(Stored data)

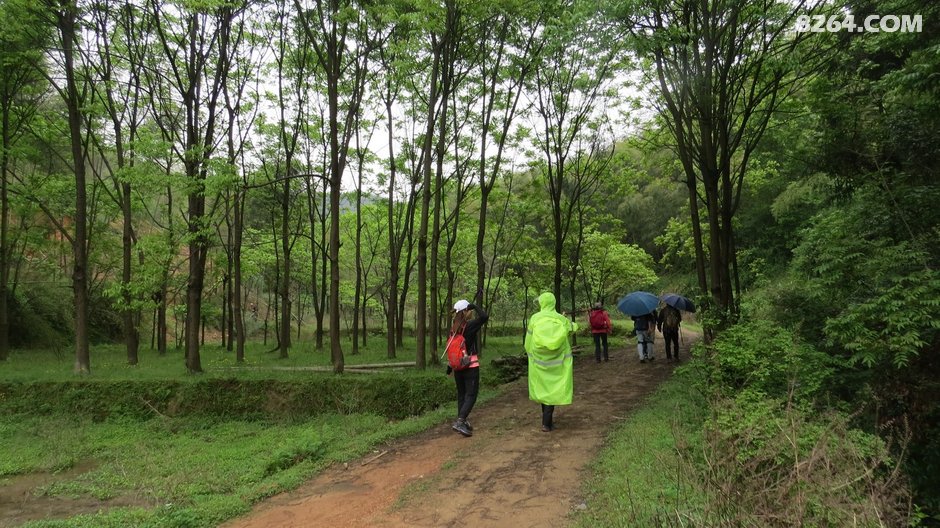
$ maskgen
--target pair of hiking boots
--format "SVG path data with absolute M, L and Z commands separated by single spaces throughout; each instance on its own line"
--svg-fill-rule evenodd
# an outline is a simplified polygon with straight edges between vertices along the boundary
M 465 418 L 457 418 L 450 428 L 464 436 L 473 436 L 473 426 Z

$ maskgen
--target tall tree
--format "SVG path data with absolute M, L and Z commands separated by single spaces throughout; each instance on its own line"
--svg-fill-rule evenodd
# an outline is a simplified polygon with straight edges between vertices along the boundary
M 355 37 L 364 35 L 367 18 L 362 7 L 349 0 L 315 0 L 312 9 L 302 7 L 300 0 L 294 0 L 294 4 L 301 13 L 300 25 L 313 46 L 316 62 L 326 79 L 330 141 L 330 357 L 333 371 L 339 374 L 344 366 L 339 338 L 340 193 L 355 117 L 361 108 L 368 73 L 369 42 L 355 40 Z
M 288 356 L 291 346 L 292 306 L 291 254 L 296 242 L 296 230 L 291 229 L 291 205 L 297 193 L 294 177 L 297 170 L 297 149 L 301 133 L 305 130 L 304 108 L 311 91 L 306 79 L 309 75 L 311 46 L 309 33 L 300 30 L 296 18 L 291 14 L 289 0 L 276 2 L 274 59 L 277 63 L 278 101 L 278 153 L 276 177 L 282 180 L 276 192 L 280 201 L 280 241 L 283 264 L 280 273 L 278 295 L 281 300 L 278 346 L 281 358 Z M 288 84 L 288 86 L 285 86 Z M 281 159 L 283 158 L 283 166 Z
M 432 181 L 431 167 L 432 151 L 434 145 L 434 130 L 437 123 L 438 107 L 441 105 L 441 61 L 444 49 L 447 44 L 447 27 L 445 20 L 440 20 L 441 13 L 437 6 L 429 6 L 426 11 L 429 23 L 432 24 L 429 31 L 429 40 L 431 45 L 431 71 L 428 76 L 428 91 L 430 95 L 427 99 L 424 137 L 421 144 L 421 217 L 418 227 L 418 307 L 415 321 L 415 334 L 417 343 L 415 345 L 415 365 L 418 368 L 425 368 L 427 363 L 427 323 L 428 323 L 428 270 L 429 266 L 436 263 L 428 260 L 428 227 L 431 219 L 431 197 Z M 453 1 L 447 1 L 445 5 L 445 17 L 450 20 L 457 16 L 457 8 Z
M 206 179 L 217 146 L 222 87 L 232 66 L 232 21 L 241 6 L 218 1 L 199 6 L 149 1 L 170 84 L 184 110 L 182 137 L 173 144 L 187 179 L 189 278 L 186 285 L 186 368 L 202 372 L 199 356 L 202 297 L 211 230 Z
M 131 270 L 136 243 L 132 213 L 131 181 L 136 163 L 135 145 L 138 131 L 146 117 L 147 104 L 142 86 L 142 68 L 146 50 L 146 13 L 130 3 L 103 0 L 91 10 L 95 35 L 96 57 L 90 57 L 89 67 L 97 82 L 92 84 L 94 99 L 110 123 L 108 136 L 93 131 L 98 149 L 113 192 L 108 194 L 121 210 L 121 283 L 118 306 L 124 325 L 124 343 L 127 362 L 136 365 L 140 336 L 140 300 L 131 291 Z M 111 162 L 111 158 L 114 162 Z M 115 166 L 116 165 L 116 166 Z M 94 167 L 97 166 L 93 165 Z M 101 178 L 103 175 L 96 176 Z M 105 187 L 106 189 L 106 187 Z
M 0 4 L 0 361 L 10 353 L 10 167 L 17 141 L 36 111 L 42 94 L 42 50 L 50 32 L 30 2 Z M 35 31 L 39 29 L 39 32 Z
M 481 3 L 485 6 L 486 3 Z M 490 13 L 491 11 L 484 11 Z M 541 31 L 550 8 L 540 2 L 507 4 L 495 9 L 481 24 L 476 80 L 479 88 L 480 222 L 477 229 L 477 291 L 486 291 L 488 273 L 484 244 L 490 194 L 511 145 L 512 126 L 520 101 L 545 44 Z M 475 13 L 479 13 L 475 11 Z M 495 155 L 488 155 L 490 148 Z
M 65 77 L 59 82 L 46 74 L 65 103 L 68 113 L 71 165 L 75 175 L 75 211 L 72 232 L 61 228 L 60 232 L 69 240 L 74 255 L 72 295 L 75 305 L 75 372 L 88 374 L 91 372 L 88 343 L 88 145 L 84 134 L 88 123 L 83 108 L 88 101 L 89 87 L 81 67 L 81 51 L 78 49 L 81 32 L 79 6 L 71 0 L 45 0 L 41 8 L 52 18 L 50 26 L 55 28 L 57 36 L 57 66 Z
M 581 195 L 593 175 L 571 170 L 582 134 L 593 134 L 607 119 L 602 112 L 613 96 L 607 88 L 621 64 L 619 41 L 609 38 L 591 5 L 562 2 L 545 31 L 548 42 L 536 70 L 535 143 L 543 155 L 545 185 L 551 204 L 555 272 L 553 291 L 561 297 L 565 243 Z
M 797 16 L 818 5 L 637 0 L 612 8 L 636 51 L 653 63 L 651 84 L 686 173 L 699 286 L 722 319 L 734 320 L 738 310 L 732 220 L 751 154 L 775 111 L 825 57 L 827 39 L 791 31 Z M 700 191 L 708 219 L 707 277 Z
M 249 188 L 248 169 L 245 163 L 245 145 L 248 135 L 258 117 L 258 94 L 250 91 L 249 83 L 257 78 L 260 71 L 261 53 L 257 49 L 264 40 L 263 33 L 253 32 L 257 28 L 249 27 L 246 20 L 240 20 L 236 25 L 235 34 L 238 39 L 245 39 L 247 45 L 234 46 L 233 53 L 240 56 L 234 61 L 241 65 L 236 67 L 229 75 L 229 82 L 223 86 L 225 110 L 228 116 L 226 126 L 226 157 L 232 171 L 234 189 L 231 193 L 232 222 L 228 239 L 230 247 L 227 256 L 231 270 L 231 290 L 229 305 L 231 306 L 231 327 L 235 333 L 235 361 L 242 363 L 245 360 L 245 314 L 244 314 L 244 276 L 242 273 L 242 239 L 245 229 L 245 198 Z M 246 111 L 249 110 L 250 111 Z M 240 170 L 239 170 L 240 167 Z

■ Problem description
Please copy out the entries above exactly as they appear, but skip their images.

■ Answer to the problem
$ maskgen
--target pair of hiking boots
--format "SVG path data with absolute M, L and Z commands separated by single spaces throughout; each instance on its own line"
--svg-fill-rule evenodd
# an outline is a simplified polygon with straight edges between vertices along the boundary
M 465 418 L 457 418 L 450 428 L 464 436 L 473 436 L 473 426 Z

$ maskgen
--target tall tree
--format "SVG path data with absolute M, L and Z commands separated by single spaces throughout; each instance on its own line"
--svg-fill-rule evenodd
# an outline is a simplified polygon with straight edges between vertices along the boundary
M 355 37 L 364 35 L 367 18 L 362 7 L 349 0 L 315 0 L 312 9 L 302 7 L 300 0 L 294 0 L 294 4 L 301 13 L 300 25 L 313 46 L 316 62 L 326 79 L 330 141 L 330 357 L 333 371 L 339 374 L 344 366 L 339 338 L 340 193 L 355 117 L 361 108 L 368 73 L 369 42 L 355 40 Z
M 288 356 L 291 346 L 292 306 L 291 254 L 296 242 L 296 230 L 291 229 L 291 205 L 297 193 L 294 177 L 297 170 L 297 149 L 301 133 L 305 130 L 304 108 L 311 91 L 306 79 L 309 75 L 311 46 L 309 33 L 300 30 L 296 18 L 291 14 L 289 0 L 276 2 L 274 59 L 277 63 L 278 101 L 278 153 L 276 177 L 282 180 L 276 192 L 280 201 L 280 241 L 283 264 L 280 273 L 278 295 L 281 300 L 278 346 L 281 358 Z M 288 84 L 288 86 L 285 86 Z M 281 159 L 283 158 L 283 166 Z
M 432 181 L 431 167 L 432 151 L 434 145 L 434 130 L 437 123 L 438 107 L 441 105 L 441 61 L 444 49 L 447 44 L 447 27 L 445 20 L 440 20 L 441 13 L 437 6 L 429 6 L 426 11 L 429 23 L 432 24 L 429 31 L 429 40 L 431 45 L 431 71 L 428 76 L 428 91 L 430 95 L 427 99 L 424 137 L 421 144 L 421 217 L 418 227 L 418 307 L 415 321 L 415 334 L 417 343 L 415 345 L 415 365 L 418 368 L 425 368 L 427 363 L 427 323 L 428 323 L 428 270 L 429 266 L 436 263 L 428 260 L 428 227 L 431 219 L 431 197 Z M 453 1 L 447 1 L 445 5 L 445 17 L 450 20 L 457 16 L 457 8 Z
M 206 179 L 217 146 L 222 87 L 232 66 L 232 21 L 241 6 L 218 1 L 199 6 L 149 1 L 170 84 L 184 110 L 182 137 L 173 144 L 187 179 L 189 278 L 186 285 L 186 368 L 202 372 L 199 356 L 202 297 L 211 230 Z
M 131 270 L 136 243 L 132 213 L 131 181 L 136 163 L 135 145 L 138 131 L 146 117 L 147 104 L 142 86 L 142 68 L 146 50 L 146 13 L 130 3 L 103 0 L 91 10 L 95 35 L 96 57 L 90 57 L 89 67 L 97 82 L 92 84 L 94 99 L 110 123 L 108 136 L 93 131 L 98 149 L 113 192 L 108 194 L 121 210 L 121 283 L 118 306 L 124 325 L 124 343 L 127 362 L 136 365 L 140 336 L 140 300 L 131 291 Z M 111 162 L 111 158 L 114 162 Z M 115 166 L 116 165 L 116 166 Z M 94 167 L 97 166 L 93 165 Z M 101 178 L 103 175 L 96 176 Z M 105 187 L 106 189 L 106 187 Z
M 0 4 L 0 361 L 10 353 L 10 167 L 17 141 L 36 111 L 42 94 L 42 50 L 50 32 L 30 2 Z M 35 31 L 39 29 L 39 32 Z
M 481 3 L 485 6 L 486 3 Z M 490 13 L 491 11 L 484 11 Z M 541 31 L 550 8 L 540 2 L 507 4 L 495 9 L 481 24 L 476 80 L 479 88 L 480 222 L 477 229 L 477 291 L 486 291 L 488 273 L 484 244 L 490 194 L 511 145 L 512 126 L 520 101 L 545 44 Z M 475 13 L 479 13 L 475 11 Z M 495 155 L 488 155 L 490 148 Z
M 65 77 L 59 82 L 46 74 L 65 103 L 68 113 L 71 165 L 75 175 L 75 211 L 72 232 L 61 228 L 60 232 L 69 240 L 74 255 L 72 295 L 75 305 L 75 372 L 88 374 L 91 372 L 88 343 L 88 145 L 84 134 L 88 123 L 83 108 L 88 101 L 89 87 L 81 67 L 81 51 L 78 49 L 81 32 L 79 6 L 71 0 L 45 0 L 41 8 L 52 18 L 50 26 L 55 28 L 57 36 L 57 66 Z
M 581 195 L 593 175 L 571 170 L 582 134 L 593 134 L 607 119 L 602 112 L 613 96 L 607 88 L 621 64 L 619 41 L 609 38 L 591 5 L 562 2 L 545 31 L 548 42 L 536 70 L 535 143 L 543 155 L 545 185 L 551 204 L 555 272 L 553 291 L 561 297 L 565 243 Z
M 797 16 L 818 5 L 637 0 L 612 8 L 636 51 L 653 63 L 651 84 L 686 173 L 699 286 L 722 319 L 734 320 L 738 310 L 732 220 L 751 154 L 775 111 L 825 57 L 827 39 L 791 31 Z M 700 191 L 708 219 L 707 277 Z
M 249 188 L 248 169 L 245 163 L 245 145 L 248 135 L 258 117 L 258 94 L 250 91 L 249 83 L 257 78 L 260 71 L 261 53 L 257 49 L 264 40 L 263 33 L 253 32 L 257 28 L 249 27 L 246 20 L 240 20 L 236 25 L 235 34 L 238 39 L 245 39 L 247 45 L 234 46 L 233 53 L 240 56 L 234 61 L 241 65 L 236 67 L 229 75 L 229 82 L 223 86 L 225 110 L 228 116 L 226 126 L 226 157 L 232 171 L 234 189 L 231 193 L 232 222 L 228 239 L 230 247 L 227 256 L 231 270 L 231 290 L 229 305 L 231 306 L 231 327 L 235 333 L 235 361 L 242 363 L 245 360 L 245 314 L 244 314 L 244 276 L 242 273 L 242 239 L 245 229 L 245 198 Z M 246 111 L 249 110 L 250 111 Z M 240 170 L 239 170 L 240 167 Z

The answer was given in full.